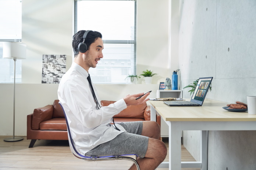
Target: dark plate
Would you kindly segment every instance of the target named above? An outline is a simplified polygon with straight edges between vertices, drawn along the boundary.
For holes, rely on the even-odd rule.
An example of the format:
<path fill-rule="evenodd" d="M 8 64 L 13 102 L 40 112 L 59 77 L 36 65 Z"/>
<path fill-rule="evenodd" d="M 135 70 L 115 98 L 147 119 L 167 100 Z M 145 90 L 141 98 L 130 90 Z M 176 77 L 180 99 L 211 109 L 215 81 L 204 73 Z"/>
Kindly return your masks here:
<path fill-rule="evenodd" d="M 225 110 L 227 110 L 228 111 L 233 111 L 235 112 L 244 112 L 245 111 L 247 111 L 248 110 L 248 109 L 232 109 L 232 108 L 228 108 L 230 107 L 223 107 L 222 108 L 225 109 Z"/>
┄┄┄┄┄┄┄┄┄┄┄┄┄┄┄┄┄┄┄┄
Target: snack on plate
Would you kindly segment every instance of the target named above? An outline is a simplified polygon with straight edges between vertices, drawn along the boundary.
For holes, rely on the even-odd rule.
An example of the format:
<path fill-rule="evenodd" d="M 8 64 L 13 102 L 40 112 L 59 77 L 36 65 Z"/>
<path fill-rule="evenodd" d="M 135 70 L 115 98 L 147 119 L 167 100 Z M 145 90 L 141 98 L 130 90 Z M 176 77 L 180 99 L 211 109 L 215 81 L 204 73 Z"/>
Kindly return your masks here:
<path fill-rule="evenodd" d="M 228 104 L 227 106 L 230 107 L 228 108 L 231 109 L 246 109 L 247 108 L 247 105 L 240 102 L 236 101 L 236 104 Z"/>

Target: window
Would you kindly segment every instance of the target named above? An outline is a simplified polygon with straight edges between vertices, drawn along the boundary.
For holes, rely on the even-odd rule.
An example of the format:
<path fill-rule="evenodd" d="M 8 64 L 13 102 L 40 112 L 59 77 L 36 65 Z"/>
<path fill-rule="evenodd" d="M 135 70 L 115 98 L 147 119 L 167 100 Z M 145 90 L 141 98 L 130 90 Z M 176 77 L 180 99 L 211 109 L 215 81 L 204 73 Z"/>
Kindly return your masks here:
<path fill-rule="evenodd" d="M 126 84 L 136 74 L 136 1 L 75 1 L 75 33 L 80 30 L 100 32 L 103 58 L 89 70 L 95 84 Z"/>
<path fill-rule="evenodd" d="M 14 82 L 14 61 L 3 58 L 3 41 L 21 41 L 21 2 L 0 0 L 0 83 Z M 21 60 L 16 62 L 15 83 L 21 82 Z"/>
┄┄┄┄┄┄┄┄┄┄┄┄┄┄┄┄┄┄┄┄
TASK DETAILS: Rewrite the part of the records that opens with the line containing "Target: window" and closes with the line containing "14 82 L 14 61", swapping "simplified" for "reduced" and leaving everything else unchanged.

SOLUTION:
Target: window
Would you kindly segment every instance of the target named above? An outline is a reduced polygon with straight edges between vertices, drawn along the boundary.
For holes, rely on the even-odd rule.
An example of the format:
<path fill-rule="evenodd" d="M 8 64 L 13 102 L 40 112 L 59 77 L 36 65 Z"/>
<path fill-rule="evenodd" d="M 135 70 L 115 98 L 147 119 L 167 100 Z M 145 90 L 141 98 L 130 90 Z M 176 77 L 180 99 L 211 109 L 215 81 L 204 73 Z"/>
Kindly return your masks here:
<path fill-rule="evenodd" d="M 126 84 L 136 74 L 136 1 L 75 1 L 75 33 L 80 30 L 100 32 L 103 58 L 89 70 L 95 84 Z"/>
<path fill-rule="evenodd" d="M 14 82 L 14 61 L 3 58 L 3 41 L 21 41 L 21 2 L 0 0 L 0 83 Z M 21 60 L 16 62 L 15 83 L 21 82 Z"/>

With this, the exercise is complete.